### Material for this exercise:
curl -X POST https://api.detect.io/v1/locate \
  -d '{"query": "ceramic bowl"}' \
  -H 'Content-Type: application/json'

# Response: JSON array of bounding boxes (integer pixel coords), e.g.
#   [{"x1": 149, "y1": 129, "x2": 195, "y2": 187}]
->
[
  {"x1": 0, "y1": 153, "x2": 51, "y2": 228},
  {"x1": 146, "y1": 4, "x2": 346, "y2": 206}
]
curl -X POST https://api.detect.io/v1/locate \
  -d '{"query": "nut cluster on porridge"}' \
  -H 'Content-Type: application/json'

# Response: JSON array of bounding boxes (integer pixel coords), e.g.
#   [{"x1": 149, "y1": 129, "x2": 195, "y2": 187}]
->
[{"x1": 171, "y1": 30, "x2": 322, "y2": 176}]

### Stated exercise:
Please write out both items above again, replacing every "bounding boxes" with "detection regions" and leaving everything else unchanged.

### Task result:
curl -X POST https://api.detect.io/v1/locate \
  -d '{"query": "ceramic bowl"}' \
  -H 'Content-Type: application/json'

# Response: JSON array of detection regions (integer pixel coords), e.g.
#   [{"x1": 149, "y1": 129, "x2": 195, "y2": 187}]
->
[
  {"x1": 0, "y1": 153, "x2": 51, "y2": 228},
  {"x1": 146, "y1": 4, "x2": 346, "y2": 206}
]
curl -X POST https://api.detect.io/v1/locate \
  -d '{"query": "nut cluster on porridge"}' \
  -H 'Content-Type: application/json'

# Response: JSON array of detection regions (integer pixel coords), e.g.
#   [{"x1": 149, "y1": 129, "x2": 195, "y2": 187}]
->
[{"x1": 171, "y1": 30, "x2": 322, "y2": 176}]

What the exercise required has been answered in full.